# [Work to be completed]
Reproduce the items from the line containing "Could you please annotate the blurred" through the end of the items, shifting every x and y point coordinate in the answers up by 65 and leaving the rest of each line unchanged.

-- Start --

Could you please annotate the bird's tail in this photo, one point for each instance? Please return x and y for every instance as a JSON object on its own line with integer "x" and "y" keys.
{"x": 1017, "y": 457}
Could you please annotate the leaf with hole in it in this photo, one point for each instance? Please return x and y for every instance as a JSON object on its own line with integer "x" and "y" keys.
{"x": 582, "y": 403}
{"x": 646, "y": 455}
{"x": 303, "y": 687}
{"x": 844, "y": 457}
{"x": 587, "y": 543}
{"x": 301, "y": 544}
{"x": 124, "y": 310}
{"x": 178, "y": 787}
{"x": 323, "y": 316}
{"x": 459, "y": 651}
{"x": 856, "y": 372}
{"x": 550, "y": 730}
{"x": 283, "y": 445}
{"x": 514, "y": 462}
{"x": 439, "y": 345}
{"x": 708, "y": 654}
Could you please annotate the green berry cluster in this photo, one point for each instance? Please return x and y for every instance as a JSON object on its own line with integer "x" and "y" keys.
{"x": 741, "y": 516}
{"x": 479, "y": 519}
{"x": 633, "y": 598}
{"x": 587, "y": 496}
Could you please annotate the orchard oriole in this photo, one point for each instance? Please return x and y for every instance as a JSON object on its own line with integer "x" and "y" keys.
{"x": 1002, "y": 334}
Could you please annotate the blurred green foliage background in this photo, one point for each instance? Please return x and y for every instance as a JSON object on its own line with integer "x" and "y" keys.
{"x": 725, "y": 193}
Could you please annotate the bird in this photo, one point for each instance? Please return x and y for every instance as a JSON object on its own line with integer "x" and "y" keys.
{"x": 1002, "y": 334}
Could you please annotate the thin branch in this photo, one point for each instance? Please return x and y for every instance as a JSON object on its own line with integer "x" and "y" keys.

-- End --

# [Answer for the task]
Could you please annotate the blurred green foliage background in this photo, one point for each instance? Please return x and y for every instance as a JSON object on its own line with integer "x" and "y" keys.
{"x": 790, "y": 258}
Could you please annotate the bird in this photo, one point for each instance? Please return x and y for every instance as a JSON object on its own line with integer "x" and "y" keys.
{"x": 1067, "y": 399}
Could you please annotate the thin branch in this photo, one point for each instance? Please return x and y for every instance as a JSON object on its own line with integer "x" and "y" keys.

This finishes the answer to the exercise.